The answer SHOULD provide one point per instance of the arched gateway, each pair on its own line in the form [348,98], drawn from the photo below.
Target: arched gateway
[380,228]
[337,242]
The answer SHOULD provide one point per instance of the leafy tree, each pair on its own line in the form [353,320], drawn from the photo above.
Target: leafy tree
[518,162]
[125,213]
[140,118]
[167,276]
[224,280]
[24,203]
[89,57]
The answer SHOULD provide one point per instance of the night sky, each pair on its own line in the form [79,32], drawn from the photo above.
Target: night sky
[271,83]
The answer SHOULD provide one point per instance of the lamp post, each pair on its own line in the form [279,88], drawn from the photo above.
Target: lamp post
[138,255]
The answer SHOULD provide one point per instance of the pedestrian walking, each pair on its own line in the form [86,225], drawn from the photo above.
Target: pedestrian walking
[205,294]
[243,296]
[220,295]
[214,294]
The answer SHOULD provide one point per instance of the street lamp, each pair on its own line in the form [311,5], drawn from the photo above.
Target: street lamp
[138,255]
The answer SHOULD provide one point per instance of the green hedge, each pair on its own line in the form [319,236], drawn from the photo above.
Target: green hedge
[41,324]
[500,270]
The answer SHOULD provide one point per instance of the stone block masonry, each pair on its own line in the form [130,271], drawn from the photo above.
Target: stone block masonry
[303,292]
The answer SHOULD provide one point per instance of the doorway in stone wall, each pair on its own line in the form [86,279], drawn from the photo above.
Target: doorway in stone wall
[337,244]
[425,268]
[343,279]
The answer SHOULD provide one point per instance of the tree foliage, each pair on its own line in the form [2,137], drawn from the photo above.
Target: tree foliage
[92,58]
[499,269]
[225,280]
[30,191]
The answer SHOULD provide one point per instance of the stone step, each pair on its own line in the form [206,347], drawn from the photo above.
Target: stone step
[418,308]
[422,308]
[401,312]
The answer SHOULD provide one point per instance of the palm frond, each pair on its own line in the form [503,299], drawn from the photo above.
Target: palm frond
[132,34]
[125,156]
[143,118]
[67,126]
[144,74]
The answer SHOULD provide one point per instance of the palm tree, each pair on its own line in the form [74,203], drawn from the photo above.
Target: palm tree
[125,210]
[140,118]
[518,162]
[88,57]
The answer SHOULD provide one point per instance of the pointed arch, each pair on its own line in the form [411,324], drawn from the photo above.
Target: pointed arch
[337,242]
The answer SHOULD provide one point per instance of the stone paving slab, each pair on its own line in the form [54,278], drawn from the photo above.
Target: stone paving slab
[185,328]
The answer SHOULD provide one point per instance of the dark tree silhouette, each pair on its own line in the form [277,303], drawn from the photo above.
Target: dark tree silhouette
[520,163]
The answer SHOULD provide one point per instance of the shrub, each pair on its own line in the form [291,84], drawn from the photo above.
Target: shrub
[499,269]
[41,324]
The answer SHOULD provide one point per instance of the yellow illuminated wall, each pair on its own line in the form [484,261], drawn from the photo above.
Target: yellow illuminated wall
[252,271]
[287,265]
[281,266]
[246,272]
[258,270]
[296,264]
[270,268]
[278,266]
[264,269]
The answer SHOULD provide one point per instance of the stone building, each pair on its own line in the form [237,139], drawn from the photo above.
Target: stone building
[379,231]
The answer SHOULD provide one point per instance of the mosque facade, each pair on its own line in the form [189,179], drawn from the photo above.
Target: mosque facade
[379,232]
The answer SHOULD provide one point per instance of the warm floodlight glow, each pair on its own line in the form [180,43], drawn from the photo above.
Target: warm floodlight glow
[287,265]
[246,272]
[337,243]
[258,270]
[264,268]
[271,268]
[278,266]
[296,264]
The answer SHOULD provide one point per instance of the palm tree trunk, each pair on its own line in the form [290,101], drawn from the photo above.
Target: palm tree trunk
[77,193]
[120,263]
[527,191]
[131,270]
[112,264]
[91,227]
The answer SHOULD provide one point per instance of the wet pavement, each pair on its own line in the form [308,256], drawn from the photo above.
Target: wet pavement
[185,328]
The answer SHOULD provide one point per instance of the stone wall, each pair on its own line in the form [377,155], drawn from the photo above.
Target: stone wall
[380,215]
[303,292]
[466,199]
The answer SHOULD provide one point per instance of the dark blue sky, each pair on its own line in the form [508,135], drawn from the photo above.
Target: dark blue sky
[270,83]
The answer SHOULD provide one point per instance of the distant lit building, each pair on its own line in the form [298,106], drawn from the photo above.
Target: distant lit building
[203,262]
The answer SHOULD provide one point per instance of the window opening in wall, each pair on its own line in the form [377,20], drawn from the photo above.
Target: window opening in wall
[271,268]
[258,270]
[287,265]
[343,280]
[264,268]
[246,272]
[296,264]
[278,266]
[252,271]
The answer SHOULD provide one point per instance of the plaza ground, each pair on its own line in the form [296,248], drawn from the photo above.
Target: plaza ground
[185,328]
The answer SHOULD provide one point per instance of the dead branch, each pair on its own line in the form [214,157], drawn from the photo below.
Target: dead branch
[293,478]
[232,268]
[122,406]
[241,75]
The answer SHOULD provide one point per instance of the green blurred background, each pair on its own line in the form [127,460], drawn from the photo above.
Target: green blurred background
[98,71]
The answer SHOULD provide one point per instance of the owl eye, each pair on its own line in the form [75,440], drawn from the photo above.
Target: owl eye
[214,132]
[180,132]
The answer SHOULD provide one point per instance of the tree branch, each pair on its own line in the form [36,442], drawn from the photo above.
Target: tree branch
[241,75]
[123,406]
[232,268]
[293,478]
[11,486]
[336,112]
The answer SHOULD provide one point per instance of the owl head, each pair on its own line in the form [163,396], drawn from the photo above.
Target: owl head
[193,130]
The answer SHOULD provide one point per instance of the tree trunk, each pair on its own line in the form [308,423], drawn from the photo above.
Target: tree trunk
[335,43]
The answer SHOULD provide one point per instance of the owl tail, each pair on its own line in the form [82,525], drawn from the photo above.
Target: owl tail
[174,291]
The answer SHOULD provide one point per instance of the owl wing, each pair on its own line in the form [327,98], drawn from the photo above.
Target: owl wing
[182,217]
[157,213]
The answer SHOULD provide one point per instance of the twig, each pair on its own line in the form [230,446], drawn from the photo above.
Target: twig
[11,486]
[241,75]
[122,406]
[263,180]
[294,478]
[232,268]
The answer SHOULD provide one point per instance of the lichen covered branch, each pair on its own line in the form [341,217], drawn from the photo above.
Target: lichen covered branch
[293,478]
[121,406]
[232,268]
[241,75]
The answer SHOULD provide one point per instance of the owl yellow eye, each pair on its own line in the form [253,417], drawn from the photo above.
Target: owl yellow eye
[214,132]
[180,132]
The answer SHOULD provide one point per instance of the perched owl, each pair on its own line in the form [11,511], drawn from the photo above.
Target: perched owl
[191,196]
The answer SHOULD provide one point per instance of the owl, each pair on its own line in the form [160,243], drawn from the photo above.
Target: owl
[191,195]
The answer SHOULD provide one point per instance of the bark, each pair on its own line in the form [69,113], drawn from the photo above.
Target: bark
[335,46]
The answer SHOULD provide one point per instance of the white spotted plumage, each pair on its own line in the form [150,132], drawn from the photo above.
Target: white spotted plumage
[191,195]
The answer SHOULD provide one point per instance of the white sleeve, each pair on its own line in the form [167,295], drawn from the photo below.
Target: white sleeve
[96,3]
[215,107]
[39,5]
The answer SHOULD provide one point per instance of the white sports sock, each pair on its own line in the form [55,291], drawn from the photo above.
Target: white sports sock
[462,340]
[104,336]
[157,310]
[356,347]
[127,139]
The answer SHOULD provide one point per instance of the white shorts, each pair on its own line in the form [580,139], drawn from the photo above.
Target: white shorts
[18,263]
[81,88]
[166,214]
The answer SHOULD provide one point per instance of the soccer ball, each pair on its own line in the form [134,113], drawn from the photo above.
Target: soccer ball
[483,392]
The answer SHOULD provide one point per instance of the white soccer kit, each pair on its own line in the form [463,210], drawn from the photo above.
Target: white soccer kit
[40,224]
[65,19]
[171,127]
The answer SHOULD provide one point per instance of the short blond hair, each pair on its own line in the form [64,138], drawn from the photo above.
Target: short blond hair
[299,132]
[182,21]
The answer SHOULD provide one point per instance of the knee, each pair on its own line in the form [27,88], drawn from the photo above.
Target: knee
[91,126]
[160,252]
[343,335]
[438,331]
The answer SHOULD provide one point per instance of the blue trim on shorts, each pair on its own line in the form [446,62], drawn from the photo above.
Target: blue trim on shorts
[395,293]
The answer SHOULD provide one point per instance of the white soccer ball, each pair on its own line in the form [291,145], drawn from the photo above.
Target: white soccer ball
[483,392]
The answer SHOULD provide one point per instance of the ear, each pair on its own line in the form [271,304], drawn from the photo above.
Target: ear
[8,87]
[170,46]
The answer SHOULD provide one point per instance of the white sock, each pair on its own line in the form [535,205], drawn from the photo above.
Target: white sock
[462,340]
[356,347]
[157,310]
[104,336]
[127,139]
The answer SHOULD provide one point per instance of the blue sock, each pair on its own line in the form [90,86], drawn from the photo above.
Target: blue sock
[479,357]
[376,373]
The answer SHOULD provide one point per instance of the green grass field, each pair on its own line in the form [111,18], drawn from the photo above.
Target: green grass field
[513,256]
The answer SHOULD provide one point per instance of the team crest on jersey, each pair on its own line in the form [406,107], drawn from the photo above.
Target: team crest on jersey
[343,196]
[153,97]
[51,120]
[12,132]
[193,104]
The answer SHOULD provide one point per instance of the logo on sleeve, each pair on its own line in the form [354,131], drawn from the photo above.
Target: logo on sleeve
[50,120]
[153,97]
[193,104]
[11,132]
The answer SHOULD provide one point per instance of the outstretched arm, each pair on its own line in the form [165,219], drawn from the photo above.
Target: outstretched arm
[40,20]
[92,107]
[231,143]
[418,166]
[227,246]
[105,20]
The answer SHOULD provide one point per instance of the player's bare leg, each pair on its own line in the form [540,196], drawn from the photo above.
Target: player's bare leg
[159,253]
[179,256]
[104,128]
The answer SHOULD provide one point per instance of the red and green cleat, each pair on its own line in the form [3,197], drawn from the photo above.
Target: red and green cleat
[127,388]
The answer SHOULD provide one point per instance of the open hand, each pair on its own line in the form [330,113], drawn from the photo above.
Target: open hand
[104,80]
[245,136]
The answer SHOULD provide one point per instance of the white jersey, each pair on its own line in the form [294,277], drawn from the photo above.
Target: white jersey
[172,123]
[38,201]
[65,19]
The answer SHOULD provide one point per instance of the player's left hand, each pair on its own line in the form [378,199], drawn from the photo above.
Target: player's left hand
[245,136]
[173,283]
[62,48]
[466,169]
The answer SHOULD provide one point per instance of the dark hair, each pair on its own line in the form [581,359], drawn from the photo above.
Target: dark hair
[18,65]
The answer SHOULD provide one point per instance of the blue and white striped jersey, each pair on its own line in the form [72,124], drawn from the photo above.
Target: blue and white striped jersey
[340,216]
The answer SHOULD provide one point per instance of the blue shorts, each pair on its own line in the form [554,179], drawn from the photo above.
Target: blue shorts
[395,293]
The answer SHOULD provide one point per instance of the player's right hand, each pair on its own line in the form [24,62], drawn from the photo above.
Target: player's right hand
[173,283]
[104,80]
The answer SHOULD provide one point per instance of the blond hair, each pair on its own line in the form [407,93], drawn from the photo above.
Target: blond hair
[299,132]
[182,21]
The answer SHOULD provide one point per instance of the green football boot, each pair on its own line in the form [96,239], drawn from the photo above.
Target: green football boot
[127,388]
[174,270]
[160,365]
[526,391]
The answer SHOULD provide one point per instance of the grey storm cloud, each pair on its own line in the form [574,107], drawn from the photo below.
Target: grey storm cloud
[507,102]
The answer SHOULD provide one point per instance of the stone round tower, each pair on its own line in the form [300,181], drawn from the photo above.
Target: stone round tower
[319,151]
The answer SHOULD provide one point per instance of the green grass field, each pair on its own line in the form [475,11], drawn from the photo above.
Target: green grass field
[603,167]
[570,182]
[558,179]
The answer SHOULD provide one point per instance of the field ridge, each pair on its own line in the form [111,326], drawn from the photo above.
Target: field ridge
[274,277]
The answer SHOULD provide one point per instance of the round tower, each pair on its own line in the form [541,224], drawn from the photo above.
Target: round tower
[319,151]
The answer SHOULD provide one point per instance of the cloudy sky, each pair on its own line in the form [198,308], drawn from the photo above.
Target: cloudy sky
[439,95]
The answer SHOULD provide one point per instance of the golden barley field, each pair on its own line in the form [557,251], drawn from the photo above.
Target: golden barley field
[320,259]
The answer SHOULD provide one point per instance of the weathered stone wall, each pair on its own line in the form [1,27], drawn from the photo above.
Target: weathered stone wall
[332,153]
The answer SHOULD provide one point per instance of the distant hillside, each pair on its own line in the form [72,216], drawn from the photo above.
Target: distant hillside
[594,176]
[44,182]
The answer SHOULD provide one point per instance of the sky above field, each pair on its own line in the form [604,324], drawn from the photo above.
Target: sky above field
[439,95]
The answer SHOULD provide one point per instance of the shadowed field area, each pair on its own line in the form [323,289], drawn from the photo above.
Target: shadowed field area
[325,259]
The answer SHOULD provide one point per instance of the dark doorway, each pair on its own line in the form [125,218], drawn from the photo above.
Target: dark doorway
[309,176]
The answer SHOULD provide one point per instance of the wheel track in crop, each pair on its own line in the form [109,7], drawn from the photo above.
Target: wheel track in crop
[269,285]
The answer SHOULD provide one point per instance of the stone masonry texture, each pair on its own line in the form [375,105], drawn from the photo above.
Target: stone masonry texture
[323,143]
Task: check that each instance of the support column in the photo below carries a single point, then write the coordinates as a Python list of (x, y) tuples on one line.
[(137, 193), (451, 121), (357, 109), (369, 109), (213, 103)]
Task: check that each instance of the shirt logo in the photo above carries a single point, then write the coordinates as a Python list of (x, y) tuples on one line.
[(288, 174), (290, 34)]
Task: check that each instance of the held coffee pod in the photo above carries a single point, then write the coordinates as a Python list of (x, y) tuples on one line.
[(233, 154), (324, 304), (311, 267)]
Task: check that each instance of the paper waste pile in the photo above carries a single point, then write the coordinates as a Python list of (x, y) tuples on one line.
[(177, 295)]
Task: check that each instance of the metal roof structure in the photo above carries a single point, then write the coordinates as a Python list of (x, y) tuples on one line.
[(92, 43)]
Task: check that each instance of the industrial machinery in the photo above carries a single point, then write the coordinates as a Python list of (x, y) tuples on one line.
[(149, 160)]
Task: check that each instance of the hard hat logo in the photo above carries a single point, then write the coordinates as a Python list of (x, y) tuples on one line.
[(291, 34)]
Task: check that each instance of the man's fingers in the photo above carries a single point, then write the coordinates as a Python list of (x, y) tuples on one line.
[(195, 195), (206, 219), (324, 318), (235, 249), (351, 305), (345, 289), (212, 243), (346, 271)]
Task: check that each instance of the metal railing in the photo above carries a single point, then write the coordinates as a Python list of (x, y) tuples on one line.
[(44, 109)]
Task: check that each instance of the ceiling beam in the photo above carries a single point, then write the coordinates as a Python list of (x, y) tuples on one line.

__________

Would you print exactly the lines from the first line of the entries above through the line that has "[503,299], drawn from the photo above.", both included, and stop there?

_The completed task_
The answer SHOULD provide one point per instance of the arched gateway, each pair on its own line in the form [348,98], drawn from the photo below.
Target: arched gateway
[380,228]
[337,242]
The answer SHOULD provide one point per instance of the leafy tree, each pair on its own line in the form [353,320], drawn from the photo above.
Target: leafy tree
[518,162]
[125,213]
[140,118]
[167,276]
[224,280]
[24,203]
[89,57]
The answer SHOULD provide one point per instance of the night sky, each pair on its own line in the form [79,32], drawn from the photo above.
Target: night sky
[271,83]
The answer SHOULD provide one point per instance of the lamp post, each pair on its own line in the form [279,88], drawn from the photo above.
Target: lamp post
[138,255]
The answer SHOULD provide one point per instance of the pedestrian walking, each pair on its own line in the form [86,225], drawn from the photo above.
Target: pedestrian walking
[205,294]
[243,296]
[220,295]
[214,294]
The answer SHOULD provide one point per instance of the street lamp, each pair on its own line in the form [311,5], drawn from the photo above.
Target: street lamp
[138,255]
The answer SHOULD provide one point per instance of the green hedge, each pair on its own line in the form [319,236], drawn from the photo above.
Target: green hedge
[41,324]
[500,270]
The answer SHOULD provide one point per instance of the stone block masonry, each pair on its own line in the form [130,271], drawn from the photo above.
Target: stone block masonry
[303,292]
The answer SHOULD provide one point per instance of the doorway in stone wall, each pair on its own line in the form [86,279], drawn from the photo above.
Target: doorway in stone wall
[337,244]
[425,268]
[343,279]
The answer SHOULD provide one point per instance of the tree foliage, each pair on its own line in the form [2,137], drawn from the photo above.
Target: tree foliage
[92,58]
[499,269]
[225,280]
[30,191]
The answer SHOULD provide one point per instance of the stone step, each pair on its own line in the form [206,347], drawn from the photo above.
Target: stone step
[418,308]
[422,308]
[401,312]
The answer SHOULD provide one point per instance of the palm frond, each pair on its own line in the form [503,299], drawn from the photo above.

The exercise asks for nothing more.